__Task requirements__
Switch "walkway deck" to "boardwalk" in the lines from the line with "target: walkway deck" to the line with "111 127 L 97", and write out those lines again with everything else unchanged.

__Annotation dataset entries__
____

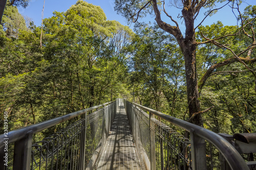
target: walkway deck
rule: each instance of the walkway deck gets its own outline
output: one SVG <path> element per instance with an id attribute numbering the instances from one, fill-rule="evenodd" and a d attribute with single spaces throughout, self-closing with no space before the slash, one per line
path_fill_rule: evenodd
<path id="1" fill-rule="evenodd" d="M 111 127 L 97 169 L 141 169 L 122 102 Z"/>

____

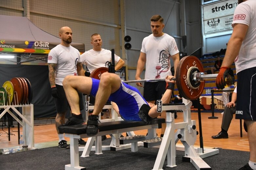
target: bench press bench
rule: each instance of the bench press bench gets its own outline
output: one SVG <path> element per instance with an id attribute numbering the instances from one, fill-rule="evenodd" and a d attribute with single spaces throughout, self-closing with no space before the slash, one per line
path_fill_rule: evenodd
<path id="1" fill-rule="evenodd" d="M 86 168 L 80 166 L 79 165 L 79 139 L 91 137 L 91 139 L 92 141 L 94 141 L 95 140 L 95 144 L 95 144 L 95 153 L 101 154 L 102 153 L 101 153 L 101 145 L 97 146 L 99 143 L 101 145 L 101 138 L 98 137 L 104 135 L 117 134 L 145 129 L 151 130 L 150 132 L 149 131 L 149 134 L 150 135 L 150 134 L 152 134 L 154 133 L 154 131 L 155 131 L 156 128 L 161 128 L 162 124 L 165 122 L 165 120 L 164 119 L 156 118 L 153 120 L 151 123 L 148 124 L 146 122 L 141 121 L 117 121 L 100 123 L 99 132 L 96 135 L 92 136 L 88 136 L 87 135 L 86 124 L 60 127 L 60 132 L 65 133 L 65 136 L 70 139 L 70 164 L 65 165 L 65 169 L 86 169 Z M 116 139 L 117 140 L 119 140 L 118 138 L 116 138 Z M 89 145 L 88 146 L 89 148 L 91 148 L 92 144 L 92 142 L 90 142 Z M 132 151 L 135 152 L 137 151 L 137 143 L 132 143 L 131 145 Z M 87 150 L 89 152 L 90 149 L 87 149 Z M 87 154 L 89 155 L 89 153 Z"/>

____

__Task result__
target: boardwalk
rule: each instance of the boardwalk gets its own outline
output: one SVG <path> element per instance with an id attribute numbering the instances from one, fill-rule="evenodd" and a d attribute with single spaces throughout, self-closing with no space before the slash, one per line
path_fill_rule: evenodd
<path id="1" fill-rule="evenodd" d="M 111 127 L 97 169 L 141 169 L 122 102 Z"/>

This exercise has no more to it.